▶ _Task goal_
Wherever a picture sits, omit it. Output the rest of the listing exactly.

▶ _Records for the task_
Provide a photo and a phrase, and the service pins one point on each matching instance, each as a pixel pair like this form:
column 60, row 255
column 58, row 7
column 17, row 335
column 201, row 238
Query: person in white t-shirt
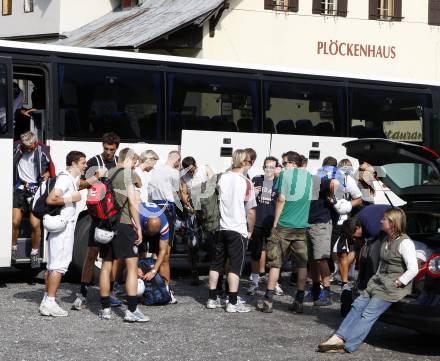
column 147, row 161
column 237, row 206
column 65, row 193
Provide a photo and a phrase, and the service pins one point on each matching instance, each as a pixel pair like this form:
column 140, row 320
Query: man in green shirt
column 294, row 188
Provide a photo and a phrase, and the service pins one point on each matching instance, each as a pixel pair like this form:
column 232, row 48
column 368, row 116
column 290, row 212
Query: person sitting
column 392, row 282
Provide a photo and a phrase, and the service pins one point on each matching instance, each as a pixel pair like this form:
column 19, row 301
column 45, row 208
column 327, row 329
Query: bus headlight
column 433, row 268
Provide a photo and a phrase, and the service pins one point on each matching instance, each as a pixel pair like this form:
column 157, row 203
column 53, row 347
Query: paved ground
column 185, row 331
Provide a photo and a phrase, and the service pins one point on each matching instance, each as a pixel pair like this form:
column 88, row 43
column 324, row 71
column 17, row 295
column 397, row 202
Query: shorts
column 60, row 249
column 258, row 242
column 286, row 241
column 22, row 200
column 318, row 240
column 229, row 245
column 122, row 246
column 170, row 212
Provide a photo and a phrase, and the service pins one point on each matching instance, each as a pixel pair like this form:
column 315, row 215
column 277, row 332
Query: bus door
column 6, row 145
column 215, row 148
column 314, row 148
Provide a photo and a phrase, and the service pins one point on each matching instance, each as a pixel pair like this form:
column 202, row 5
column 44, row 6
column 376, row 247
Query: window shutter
column 293, row 6
column 372, row 9
column 434, row 12
column 342, row 8
column 268, row 4
column 316, row 7
column 397, row 10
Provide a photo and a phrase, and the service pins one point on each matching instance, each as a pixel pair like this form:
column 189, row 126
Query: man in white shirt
column 237, row 219
column 164, row 190
column 65, row 193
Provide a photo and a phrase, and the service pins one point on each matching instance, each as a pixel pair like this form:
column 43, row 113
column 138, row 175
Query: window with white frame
column 386, row 9
column 28, row 6
column 329, row 7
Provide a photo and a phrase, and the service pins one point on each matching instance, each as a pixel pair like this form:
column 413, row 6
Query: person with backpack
column 61, row 230
column 32, row 166
column 237, row 219
column 264, row 186
column 125, row 236
column 97, row 167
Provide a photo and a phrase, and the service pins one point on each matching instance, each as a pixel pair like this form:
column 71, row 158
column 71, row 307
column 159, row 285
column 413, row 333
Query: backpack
column 101, row 201
column 156, row 292
column 208, row 216
column 39, row 207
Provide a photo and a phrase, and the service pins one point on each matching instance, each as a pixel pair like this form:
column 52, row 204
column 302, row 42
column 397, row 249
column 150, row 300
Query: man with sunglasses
column 288, row 236
column 31, row 167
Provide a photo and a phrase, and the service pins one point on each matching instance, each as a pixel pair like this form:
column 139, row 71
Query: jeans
column 357, row 324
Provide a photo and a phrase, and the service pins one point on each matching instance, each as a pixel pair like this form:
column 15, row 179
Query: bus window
column 378, row 113
column 306, row 109
column 3, row 99
column 201, row 102
column 98, row 99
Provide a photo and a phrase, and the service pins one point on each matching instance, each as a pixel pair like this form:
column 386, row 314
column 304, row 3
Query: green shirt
column 296, row 185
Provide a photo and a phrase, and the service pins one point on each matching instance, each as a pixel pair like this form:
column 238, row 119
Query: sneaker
column 278, row 290
column 114, row 301
column 265, row 305
column 296, row 307
column 136, row 316
column 173, row 299
column 252, row 290
column 239, row 307
column 79, row 303
column 52, row 309
column 324, row 299
column 211, row 304
column 35, row 261
column 105, row 314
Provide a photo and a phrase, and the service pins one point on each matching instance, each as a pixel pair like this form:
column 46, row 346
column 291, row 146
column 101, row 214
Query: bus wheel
column 82, row 230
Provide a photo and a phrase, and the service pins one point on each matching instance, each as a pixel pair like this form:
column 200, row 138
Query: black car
column 412, row 172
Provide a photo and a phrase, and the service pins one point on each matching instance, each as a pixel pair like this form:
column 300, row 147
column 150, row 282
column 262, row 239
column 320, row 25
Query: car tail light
column 433, row 265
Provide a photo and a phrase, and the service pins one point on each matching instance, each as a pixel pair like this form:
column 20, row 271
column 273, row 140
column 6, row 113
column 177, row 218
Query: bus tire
column 82, row 230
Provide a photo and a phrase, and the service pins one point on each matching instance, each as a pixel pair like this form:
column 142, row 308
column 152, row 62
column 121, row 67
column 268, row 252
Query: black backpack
column 39, row 208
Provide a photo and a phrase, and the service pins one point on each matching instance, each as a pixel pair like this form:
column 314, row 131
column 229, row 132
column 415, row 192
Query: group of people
column 317, row 221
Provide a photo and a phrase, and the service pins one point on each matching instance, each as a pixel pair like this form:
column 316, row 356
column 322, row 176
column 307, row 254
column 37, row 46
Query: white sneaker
column 136, row 316
column 52, row 309
column 79, row 303
column 173, row 299
column 278, row 290
column 211, row 304
column 239, row 308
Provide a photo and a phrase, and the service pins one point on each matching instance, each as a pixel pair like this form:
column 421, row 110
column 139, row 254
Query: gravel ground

▶ _Response for this exercise_
Provide a photo and a phrase, and the service pins one point on each matching instance, each as a pixel pair like this form:
column 60, row 255
column 58, row 7
column 17, row 335
column 201, row 238
Query: person in white t-shirt
column 147, row 161
column 237, row 206
column 65, row 193
Provide a photo and a phrase, and the service pins one point on each matching instance, each as a pixel pair like this form:
column 140, row 320
Query: man in green shirt
column 294, row 188
Provide a photo and a phrase, and the service pins one point on each matching instance, each as a pixel pair like this form:
column 232, row 48
column 368, row 116
column 290, row 212
Query: person sitting
column 392, row 282
Provide a photo and a phrase, and the service pins one point on each matching instance, each as a pixel pair like this form:
column 19, row 301
column 45, row 208
column 327, row 329
Query: bus headlight
column 433, row 268
Provide a photo and a phrase, and the service pins one point on each matching instance, each as a pixel pair like this form:
column 157, row 203
column 53, row 347
Query: paved ground
column 185, row 331
Provide a photo and a phrase, and the service pins one point on each matching instance, each as a pixel pair like this form:
column 88, row 43
column 324, row 71
column 17, row 295
column 397, row 202
Query: shorts
column 60, row 249
column 258, row 242
column 286, row 241
column 22, row 200
column 318, row 240
column 229, row 245
column 122, row 246
column 170, row 212
Provide a photo and a phrase, and the service pins one point on each matching instance, each as a pixel pair like this form:
column 315, row 215
column 277, row 332
Query: bus door
column 6, row 145
column 215, row 148
column 314, row 148
Provide a photo and a phrase, and the service pins one point on each matching instance, each as a pixel pair like this form:
column 202, row 5
column 44, row 6
column 376, row 247
Query: window shutter
column 293, row 6
column 372, row 9
column 434, row 12
column 342, row 8
column 268, row 4
column 316, row 7
column 397, row 10
Provide a photo and a phrase, and the service pins one point on each matching instance, each as a pixel pair like this form:
column 189, row 126
Query: man in white shirt
column 237, row 219
column 164, row 190
column 65, row 193
Provide a photo and a phrase, and the service pins one point on each matching instance, each as a pixel pair like this form:
column 43, row 113
column 138, row 175
Query: window with white frame
column 386, row 9
column 28, row 6
column 329, row 7
Provide a photo and a phrase, and the service pins one point on each matching instance, each as a pixel pair like this form:
column 413, row 6
Query: person with backpack
column 61, row 230
column 32, row 166
column 237, row 219
column 264, row 186
column 125, row 236
column 97, row 167
Provide a photo and a phrase, and the service pins one point on each matching instance, each as a pixel pair like this form:
column 71, row 158
column 71, row 307
column 159, row 285
column 413, row 333
Query: backpack
column 101, row 201
column 156, row 292
column 208, row 216
column 39, row 207
Provide a photo and a phrase, and the service pins one point on each matching instance, each as a pixel pair like this form:
column 52, row 204
column 302, row 42
column 397, row 249
column 150, row 300
Query: man with sunglasses
column 288, row 236
column 31, row 167
Provide a photo and a phrase, and the service pins one point on each matching instance, each as a pixel pair like this form:
column 139, row 71
Query: jeans
column 357, row 324
Provide a photo and a phrase, and the service pins one point on each matching instance, each as a pixel pair like this form:
column 15, row 179
Query: bus window
column 378, row 113
column 306, row 109
column 3, row 99
column 201, row 102
column 98, row 99
Provide a photo and a phrase, and the service pins one point on each matching instance, each as a pixel pair like this form:
column 386, row 314
column 304, row 3
Query: green shirt
column 296, row 185
Provide a photo and a phrase, and the service pins one point on each matching instance, each as a pixel pair like this form:
column 238, row 119
Query: sneaker
column 278, row 290
column 114, row 301
column 265, row 305
column 296, row 307
column 136, row 316
column 173, row 299
column 252, row 290
column 239, row 307
column 79, row 303
column 52, row 309
column 324, row 299
column 211, row 304
column 35, row 261
column 105, row 314
Provide a photo and a phrase, and the service pins one point on each matching instance, each as a pixel pair like this form:
column 46, row 346
column 291, row 146
column 101, row 214
Query: bus wheel
column 82, row 230
Provide a photo and a phrase, and the service pins one point on each matching instance, each as a pixel pair like this form:
column 200, row 138
Query: black car
column 412, row 172
Provide a photo and a phrase, and the service pins one point on each matching instance, each as a pixel pair like this form:
column 300, row 147
column 150, row 282
column 262, row 239
column 320, row 25
Query: car tail light
column 433, row 265
Provide a photo and a phrase, and the service pins one point on each matching instance, each as a pixel pair like this form:
column 20, row 271
column 273, row 140
column 6, row 113
column 177, row 218
Query: bus tire
column 82, row 230
Provide a photo and a phrase, and the service pins one point on each matching instance, each as a pixel pair like this form:
column 142, row 308
column 152, row 62
column 121, row 67
column 268, row 252
Query: black backpack
column 39, row 208
Provide a photo and a phrase, and the service pins one point on each matching instance, each as a pixel pair like this form:
column 314, row 131
column 229, row 132
column 415, row 192
Query: group of people
column 317, row 221
Provide a photo and a phrase, and the service pins one point on each matching instance, each as a pixel pair like this form:
column 316, row 356
column 322, row 176
column 307, row 254
column 37, row 46
Query: white sneaker
column 136, row 316
column 52, row 309
column 79, row 303
column 173, row 299
column 278, row 290
column 211, row 304
column 239, row 308
Provide a photo and a phrase, and the service pins one point on each matching instance, each as a pixel pair like this form:
column 421, row 110
column 139, row 254
Query: gravel ground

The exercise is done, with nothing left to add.